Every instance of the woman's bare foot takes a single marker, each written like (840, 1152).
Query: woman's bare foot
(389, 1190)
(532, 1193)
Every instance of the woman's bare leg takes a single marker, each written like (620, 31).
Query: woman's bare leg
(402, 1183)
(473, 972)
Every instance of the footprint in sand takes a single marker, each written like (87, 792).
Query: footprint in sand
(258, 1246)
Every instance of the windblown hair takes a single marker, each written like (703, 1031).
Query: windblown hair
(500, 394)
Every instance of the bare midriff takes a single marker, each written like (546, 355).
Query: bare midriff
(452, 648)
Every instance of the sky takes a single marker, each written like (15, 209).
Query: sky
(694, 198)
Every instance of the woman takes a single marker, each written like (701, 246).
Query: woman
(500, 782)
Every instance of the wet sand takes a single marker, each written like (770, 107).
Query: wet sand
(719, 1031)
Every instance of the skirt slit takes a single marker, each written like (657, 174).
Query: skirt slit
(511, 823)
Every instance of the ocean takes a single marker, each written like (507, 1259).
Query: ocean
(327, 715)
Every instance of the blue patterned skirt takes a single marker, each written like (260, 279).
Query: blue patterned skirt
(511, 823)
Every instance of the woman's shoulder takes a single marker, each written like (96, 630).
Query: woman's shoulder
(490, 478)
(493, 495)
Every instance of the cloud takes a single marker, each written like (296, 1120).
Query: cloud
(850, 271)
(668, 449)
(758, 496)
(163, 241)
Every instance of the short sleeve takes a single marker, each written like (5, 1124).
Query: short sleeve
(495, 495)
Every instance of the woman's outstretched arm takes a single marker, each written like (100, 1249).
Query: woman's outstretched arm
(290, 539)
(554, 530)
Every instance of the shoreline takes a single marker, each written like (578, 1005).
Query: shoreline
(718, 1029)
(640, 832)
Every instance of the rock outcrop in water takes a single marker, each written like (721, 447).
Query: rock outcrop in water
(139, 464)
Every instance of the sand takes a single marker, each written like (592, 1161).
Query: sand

→ **SET EXERCISE**: Beginning at the line that contains "Every instance of the bare" and continuing through the end of the items, reproduce every line, requests included, multiplying each coordinate in the answers by 2.2 and rounding to the nearest whole number with halves rounded up. Leave the requests and their format samples unchanged, and output only these lines.

→ **EXPECTED OUTPUT**:
Every instance of the bare midriff takes a single marker, each written like (546, 355).
Query: bare midriff
(994, 1426)
Every instance of the sky takes a single marker, each written like (15, 209).
Query: sky
(1527, 436)
Every instance of the woman takes a single marker, each written like (701, 246).
Query: woman
(1100, 1720)
Every instance of the wet sand takes a single marker, each written like (770, 107).
Query: wet sand
(1582, 2268)
Every instance of the skirt slit takes a single marker, each written like (657, 174).
Query: skirt slit
(1124, 1811)
Every instance of the ocean takes a single marker, each written like (507, 1259).
Query: ocean
(719, 1573)
Every instance of the blue patterned skirt takes a single marker, each written like (260, 279).
Query: blue patterned skirt
(1124, 1811)
Every instance of the woman's shoulder takes a single marker, each written like (96, 630).
Query: woman's shoulder
(1078, 1052)
(1085, 1089)
Every instance of the cloud takes a single marker, each written like (296, 1120).
Query: cloud
(1870, 596)
(1470, 988)
(1668, 1091)
(359, 530)
Every instance of the short sleeve takes a single marker, each written like (5, 1124).
Query: short sleeve
(1089, 1089)
Every instance of the woman's outstretched arm takes a single marker, each written like (100, 1249).
Query: woman's outstretched arm
(638, 1186)
(1219, 1166)
Every instance of the shoreline takes a single marker, each written like (578, 1005).
Query: shoreline
(1580, 2264)
(1408, 1830)
Every instance of the rock outcrop in water takes a single marker, each written like (721, 447).
Query: rock outcrop in water
(306, 1021)
Every instance of the sand takes a single marker, each written like (592, 1161).
Query: sand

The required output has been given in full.